— DATASET CONTENT —
______________________________
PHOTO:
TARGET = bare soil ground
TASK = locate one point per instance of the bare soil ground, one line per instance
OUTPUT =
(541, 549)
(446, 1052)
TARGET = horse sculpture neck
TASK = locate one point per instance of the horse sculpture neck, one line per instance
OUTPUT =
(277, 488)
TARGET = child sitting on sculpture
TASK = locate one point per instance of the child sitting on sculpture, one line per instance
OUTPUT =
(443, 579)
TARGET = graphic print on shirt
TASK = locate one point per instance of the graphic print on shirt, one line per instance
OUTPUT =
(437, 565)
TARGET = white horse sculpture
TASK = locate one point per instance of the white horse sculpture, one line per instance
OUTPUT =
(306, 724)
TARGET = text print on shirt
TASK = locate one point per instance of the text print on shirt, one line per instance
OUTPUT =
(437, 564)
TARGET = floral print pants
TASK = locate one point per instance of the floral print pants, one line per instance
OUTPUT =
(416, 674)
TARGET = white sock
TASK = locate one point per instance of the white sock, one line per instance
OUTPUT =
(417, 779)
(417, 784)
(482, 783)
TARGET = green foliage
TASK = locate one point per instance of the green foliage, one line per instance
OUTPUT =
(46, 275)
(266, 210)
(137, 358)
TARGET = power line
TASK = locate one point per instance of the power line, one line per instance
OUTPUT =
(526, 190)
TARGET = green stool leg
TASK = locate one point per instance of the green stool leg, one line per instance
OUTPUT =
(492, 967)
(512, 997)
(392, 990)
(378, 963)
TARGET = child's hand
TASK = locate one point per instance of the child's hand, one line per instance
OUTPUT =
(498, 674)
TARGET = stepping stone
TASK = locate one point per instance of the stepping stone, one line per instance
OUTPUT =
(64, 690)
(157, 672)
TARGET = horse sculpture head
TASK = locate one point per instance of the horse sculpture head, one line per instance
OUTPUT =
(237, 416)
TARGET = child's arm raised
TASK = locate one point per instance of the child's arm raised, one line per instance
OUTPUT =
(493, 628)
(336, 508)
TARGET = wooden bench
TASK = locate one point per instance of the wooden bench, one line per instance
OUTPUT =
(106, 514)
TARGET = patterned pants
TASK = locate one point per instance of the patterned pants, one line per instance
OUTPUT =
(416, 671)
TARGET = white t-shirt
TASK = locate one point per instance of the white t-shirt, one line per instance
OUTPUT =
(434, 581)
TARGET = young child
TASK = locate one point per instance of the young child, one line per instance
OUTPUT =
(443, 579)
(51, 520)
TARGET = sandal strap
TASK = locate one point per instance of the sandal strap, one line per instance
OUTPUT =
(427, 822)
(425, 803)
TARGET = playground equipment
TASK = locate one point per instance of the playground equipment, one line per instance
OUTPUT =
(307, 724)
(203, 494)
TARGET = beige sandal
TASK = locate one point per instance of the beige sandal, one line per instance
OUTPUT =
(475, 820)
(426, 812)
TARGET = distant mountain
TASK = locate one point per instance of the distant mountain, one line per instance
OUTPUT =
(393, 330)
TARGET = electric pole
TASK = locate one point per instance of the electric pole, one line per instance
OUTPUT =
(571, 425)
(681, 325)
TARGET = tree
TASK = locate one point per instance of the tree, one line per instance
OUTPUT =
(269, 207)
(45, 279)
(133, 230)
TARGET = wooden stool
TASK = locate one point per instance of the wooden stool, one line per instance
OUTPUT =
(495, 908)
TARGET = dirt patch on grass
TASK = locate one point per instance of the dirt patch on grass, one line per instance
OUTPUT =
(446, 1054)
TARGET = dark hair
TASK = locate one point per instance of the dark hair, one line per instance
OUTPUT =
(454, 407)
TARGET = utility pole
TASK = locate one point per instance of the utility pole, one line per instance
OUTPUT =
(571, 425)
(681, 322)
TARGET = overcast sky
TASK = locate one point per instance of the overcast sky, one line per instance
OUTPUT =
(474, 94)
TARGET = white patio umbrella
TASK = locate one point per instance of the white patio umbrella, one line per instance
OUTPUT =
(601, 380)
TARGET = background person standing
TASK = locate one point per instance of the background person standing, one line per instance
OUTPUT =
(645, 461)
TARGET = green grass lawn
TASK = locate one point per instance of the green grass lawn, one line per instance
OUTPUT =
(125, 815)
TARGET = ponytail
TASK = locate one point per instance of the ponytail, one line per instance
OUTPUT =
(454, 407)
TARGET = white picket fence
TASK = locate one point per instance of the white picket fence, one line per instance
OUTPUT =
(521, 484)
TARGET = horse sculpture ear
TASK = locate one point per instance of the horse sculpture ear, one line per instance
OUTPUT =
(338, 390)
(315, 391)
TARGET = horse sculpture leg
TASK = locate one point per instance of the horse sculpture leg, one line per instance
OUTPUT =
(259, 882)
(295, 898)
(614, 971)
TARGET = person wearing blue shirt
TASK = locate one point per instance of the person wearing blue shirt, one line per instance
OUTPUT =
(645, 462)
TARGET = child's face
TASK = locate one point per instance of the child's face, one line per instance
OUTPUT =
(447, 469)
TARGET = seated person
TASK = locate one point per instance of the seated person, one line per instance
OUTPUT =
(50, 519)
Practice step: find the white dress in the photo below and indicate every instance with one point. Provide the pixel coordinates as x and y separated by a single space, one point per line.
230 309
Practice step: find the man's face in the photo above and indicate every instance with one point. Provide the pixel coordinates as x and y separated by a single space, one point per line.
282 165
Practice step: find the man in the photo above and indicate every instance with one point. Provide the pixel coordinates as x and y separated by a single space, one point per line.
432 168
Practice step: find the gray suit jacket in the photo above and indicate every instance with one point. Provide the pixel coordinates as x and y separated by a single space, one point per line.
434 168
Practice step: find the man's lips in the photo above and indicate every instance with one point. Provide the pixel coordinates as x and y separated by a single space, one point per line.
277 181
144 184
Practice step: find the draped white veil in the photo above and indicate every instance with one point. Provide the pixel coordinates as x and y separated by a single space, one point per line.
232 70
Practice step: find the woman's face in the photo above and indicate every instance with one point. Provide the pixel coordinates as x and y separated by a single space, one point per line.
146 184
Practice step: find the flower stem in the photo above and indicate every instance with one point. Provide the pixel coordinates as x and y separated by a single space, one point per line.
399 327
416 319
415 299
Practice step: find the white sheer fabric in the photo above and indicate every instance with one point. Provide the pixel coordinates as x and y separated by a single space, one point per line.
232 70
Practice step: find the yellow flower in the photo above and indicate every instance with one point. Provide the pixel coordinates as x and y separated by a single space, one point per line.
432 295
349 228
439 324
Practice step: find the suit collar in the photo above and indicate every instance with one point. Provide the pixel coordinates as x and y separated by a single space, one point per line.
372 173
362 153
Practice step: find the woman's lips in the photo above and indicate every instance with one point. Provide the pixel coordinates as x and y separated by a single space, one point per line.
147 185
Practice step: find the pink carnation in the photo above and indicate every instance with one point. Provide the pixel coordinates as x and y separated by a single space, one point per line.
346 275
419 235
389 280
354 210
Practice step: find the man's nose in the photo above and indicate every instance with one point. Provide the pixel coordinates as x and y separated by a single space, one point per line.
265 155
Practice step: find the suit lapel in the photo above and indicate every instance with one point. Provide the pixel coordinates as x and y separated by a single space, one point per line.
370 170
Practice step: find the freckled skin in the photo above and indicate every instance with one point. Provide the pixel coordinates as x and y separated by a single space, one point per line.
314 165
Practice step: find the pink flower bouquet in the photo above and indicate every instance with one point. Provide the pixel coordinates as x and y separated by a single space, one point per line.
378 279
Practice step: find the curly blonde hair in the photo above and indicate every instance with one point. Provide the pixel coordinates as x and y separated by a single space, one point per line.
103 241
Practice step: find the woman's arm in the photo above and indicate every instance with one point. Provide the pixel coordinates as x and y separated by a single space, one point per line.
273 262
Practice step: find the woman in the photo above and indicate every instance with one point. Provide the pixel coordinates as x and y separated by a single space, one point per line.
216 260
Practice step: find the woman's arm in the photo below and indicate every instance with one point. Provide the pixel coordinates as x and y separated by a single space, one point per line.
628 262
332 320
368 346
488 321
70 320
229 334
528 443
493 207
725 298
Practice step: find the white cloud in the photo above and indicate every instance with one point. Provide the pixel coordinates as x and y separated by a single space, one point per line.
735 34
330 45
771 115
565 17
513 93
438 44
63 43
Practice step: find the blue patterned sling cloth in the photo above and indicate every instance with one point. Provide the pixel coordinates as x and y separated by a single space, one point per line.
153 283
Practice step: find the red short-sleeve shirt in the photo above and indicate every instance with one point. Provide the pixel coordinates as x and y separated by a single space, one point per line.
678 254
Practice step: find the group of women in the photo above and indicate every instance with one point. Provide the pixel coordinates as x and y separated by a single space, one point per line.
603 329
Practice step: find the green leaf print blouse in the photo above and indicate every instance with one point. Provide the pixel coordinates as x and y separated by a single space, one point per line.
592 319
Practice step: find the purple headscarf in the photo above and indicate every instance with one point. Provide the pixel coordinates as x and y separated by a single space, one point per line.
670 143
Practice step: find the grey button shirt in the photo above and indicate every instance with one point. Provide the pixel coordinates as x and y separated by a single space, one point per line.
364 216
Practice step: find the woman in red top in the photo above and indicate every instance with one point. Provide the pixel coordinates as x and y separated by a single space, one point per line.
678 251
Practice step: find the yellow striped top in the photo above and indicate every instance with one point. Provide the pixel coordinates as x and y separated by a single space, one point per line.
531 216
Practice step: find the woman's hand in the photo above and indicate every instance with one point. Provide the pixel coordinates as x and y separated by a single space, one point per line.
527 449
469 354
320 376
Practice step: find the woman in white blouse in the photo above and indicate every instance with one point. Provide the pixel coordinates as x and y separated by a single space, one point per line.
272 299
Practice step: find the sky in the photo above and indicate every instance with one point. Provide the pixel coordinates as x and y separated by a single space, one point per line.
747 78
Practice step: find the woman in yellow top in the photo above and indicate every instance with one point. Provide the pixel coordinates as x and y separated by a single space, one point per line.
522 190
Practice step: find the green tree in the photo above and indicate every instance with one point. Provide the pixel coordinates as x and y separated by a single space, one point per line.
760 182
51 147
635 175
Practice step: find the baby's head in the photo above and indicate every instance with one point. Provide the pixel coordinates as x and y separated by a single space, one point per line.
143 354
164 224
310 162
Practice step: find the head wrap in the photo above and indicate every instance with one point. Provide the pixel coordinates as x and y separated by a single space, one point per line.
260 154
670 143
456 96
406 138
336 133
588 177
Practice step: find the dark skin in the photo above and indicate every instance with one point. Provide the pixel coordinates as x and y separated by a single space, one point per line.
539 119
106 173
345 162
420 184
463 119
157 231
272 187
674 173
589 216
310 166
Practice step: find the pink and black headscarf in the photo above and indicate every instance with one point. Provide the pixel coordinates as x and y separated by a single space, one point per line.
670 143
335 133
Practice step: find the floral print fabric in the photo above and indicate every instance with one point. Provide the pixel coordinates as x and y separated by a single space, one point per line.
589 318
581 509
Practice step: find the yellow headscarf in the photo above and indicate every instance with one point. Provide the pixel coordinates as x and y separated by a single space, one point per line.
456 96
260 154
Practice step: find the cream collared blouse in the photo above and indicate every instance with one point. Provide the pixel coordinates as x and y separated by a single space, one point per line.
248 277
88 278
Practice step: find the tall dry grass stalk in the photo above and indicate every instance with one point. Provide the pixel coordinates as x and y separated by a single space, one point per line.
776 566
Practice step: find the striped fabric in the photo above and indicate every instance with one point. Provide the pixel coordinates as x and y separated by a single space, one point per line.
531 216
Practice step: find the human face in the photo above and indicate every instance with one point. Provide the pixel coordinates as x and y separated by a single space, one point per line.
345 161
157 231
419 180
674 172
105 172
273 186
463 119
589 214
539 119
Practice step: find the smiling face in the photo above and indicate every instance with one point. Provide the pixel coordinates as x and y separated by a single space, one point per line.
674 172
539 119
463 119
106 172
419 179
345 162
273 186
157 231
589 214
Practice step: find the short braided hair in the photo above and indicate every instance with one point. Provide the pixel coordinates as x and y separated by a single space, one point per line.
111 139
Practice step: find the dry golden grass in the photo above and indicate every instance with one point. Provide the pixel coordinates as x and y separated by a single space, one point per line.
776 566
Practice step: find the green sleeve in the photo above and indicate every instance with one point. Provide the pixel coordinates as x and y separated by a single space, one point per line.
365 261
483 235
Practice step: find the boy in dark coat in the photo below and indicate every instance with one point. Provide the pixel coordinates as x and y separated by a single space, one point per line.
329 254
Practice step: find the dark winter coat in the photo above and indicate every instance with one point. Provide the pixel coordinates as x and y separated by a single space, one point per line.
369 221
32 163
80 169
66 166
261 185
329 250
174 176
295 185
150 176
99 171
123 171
______________________________
Go through the entries above and pull out each line with "overcast" in it.

— SOLUTION TO THIS TASK —
TARGET = overcast sky
TASK = locate one point per instance of the overcast sky, one line per instance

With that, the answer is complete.